Convert the lines of the entries, starting at the very beginning and ending at the line that contains "[(61, 26), (49, 50)]" (including that line), into a JSON list with one string per line and no blank lines.

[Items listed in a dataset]
○ ○ ○ ○

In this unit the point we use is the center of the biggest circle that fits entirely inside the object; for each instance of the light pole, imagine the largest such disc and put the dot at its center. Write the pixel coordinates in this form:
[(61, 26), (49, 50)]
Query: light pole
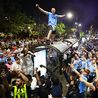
[(69, 15)]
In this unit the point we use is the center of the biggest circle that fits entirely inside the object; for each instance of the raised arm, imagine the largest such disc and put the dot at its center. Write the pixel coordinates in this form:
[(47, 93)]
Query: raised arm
[(72, 67), (61, 16), (88, 84), (42, 10)]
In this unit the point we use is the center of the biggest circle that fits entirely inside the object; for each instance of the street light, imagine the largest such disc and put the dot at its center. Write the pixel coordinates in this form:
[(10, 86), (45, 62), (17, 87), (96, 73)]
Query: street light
[(69, 15)]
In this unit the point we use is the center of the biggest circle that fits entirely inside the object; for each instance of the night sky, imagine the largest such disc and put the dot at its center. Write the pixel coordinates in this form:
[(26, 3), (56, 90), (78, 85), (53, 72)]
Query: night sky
[(85, 11)]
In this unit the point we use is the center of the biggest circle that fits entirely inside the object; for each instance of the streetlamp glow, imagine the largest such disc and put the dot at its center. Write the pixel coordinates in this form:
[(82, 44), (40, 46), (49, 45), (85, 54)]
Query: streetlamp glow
[(80, 25), (69, 15)]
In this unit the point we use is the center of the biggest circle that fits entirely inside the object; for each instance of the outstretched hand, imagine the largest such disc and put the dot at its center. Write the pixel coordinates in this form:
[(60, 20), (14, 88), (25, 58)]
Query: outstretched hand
[(37, 5)]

○ ○ ○ ○

▶ Result
[
  "In this unit the point we use is the center of the biggest circle that fits entirely inside the object; for each instance of the light pole, imagine the largest such disc and put the dot at its center. Write the pixel coordinates in this form:",
  "[(61, 26), (49, 50)]"
]